SELECTION:
Liquidity and Capital Resources

At December 31, 2018, the Company had $264.1 million of cash and cash
equivalents on hand compared to $161.8 million at December 31, 2017. The
Company’s debt balance was approximately $1.2 billion at both December
31, 2018 and 2017. The Company also had $195.9 million available for
borrowing under its revolving credit facility as of December 31, 2018.
The Company repurchased 38,814 shares for $26.6 million during 2018,
including 4,786 shares repurchased in the fourth quarter for $4.0
million.

In January 2019, the Company borrowed $250.0 million of term loans
maturing in 2026 to finance, in part, the Clearwave acquisition.

Conference Call

Cable ONE will host a conference call with the financial community to
discuss results for the fourth quarter and full year 2018 on Wednesday,
February 27, 2019, at 5 p.m. Eastern Time (ET).

Shareholders, analysts and other interested parties may register for the
conference in advance at http://dpregister.com/10128581.
Those unable to pre-register may join the call via the live audio
webcast on the Cable
ONE Investor Relations
website or by dialing 1-844-378-6483 (Canada:
1-855-669-9657/International: 1-412-542-4178) shortly before 5 p.m. ET.

A replay of the call will be available from Wednesday, February 27, 2019
until Wednesday, March 13, 2019 on the Cable
ONE Investor Relations
website.

Additional Information Available on Website

The information in this press release should be read in conjunction with
the consolidated financial statements and notes thereto contained in the
Company’s Annual Report on Form 10-K for the period ended December 31,
2018, which will be posted on the “SEC Filings” section of the Cable ONE
Investor Relations website at ir.cableone.net when it is filed with the
U.S. Securities and Exchange Commission (the “SEC”). Investors and
others interested in more information about Cable ONE should consult the
Company’s website, which is regularly updated with financial and other
important information about the Company.

Use of Non-GAAP Financial Measures

The Company uses certain measures that are not defined by generally
accepted accounting principles in the United States (“GAAP”) to evaluate
various aspects of its business. Adjusted EBITDA, Adjusted EBITDA margin
and Adjusted EBITDA less capital expenditures are non-GAAP financial
measures and should be considered in addition to, not as superior to, or
as a substitute for, net income, net profit margin or net cash provided
by operating activities reported in accordance with GAAP. Adjusted
EBITDA and Adjusted EBITDA less capital expenditures are reconciled to
net income, and Adjusted EBITDA margin is reconciled to net profit
margin, in the “Reconciliations of Non-GAAP Measures” tables
within this press release. Adjusted EBITDA less capital expenditures is
also reconciled to net cash provided by operating activities in the “Reconciliations
of Non-GAAP Measures
” tables within this press release.

EXERCISE INPUT:
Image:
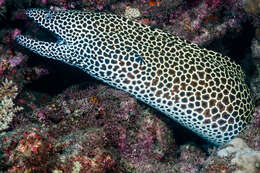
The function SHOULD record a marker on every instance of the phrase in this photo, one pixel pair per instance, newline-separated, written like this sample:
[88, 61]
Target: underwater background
[56, 118]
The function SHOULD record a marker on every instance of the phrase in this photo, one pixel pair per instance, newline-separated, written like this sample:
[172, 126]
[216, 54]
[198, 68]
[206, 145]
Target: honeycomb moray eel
[200, 89]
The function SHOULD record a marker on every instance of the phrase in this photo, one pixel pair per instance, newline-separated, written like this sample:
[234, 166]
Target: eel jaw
[45, 19]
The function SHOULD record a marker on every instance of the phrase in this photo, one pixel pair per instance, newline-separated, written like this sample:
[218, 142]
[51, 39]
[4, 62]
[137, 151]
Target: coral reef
[94, 128]
[8, 92]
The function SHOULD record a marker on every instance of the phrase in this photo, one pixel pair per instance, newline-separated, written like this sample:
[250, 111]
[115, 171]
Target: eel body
[200, 89]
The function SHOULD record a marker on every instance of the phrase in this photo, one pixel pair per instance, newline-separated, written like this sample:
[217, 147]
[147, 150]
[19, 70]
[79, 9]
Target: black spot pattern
[201, 89]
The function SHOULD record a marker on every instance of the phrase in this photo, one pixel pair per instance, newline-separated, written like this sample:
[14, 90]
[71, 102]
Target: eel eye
[48, 17]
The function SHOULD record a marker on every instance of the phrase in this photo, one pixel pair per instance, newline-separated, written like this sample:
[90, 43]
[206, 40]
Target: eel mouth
[43, 19]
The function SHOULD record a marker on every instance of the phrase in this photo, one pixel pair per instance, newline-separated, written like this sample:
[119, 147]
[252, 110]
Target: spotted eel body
[201, 89]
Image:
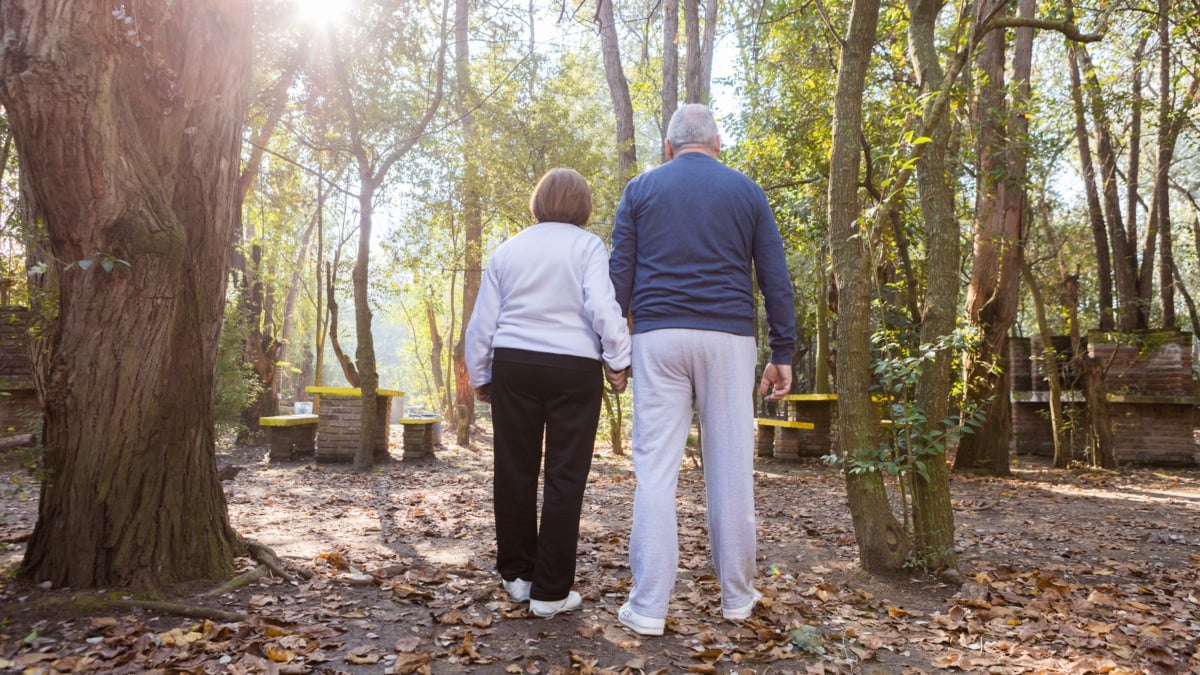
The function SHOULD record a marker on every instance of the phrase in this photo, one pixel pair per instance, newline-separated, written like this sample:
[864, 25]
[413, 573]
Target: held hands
[777, 381]
[617, 378]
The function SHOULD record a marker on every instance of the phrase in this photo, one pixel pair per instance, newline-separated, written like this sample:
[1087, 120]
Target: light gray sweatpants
[669, 366]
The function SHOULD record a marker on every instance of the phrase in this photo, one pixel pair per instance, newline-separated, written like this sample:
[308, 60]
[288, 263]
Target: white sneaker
[517, 589]
[639, 623]
[744, 611]
[546, 609]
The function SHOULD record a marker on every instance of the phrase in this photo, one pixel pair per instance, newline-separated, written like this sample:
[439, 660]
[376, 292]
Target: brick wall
[1151, 401]
[15, 364]
[19, 407]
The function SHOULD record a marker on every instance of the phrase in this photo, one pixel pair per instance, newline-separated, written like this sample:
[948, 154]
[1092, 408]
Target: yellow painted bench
[784, 443]
[291, 435]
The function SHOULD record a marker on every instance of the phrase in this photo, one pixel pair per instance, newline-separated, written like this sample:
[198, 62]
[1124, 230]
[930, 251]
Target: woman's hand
[617, 378]
[777, 381]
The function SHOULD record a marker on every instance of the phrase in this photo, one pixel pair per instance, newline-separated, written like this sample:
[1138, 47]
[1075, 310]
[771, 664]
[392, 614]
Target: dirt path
[1067, 572]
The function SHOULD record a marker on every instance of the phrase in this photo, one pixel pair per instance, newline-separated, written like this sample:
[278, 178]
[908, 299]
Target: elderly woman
[545, 334]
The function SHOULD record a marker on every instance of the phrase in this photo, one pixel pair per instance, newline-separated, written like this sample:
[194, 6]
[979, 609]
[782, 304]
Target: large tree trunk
[670, 67]
[933, 512]
[137, 181]
[881, 538]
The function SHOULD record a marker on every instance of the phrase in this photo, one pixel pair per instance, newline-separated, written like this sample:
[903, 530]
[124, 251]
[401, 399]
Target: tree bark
[933, 511]
[1000, 240]
[1050, 362]
[465, 105]
[670, 67]
[618, 90]
[1095, 211]
[1122, 238]
[137, 181]
[881, 538]
[262, 348]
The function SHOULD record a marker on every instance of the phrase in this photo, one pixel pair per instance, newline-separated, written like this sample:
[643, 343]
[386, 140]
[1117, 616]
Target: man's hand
[777, 381]
[617, 378]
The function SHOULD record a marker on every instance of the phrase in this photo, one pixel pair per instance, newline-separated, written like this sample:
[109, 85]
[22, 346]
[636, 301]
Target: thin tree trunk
[1095, 390]
[465, 105]
[993, 292]
[1050, 362]
[1095, 211]
[670, 66]
[933, 511]
[1125, 258]
[618, 90]
[138, 177]
[882, 543]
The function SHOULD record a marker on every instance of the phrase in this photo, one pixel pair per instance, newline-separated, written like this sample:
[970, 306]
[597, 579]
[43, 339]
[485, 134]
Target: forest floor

TASK REQUIREMENTS:
A) Rewrite everything in the press release from "The Company repurchased" down to "Eastern Time (ET).", swapping "term loans" for "senior notes".
B) Count the lines in the entries that contain the string "body", with case counting, and give only the number.

ANSWERS IN ORDER:
A)
The Company repurchased 38,814 shares for $26.6 million during 2018,
including 4,786 shares repurchased in the fourth quarter for $4.0
million.

In January 2019, the Company borrowed $250.0 million of senior notes
maturing in 2026 to finance, in part, the Clearwave acquisition.

Conference Call

Cable ONE will host a conference call with the financial community to
discuss results for the fourth quarter and full year 2018 on Wednesday,
February 27, 2019, at 5 p.m. Eastern Time (ET).

B) 2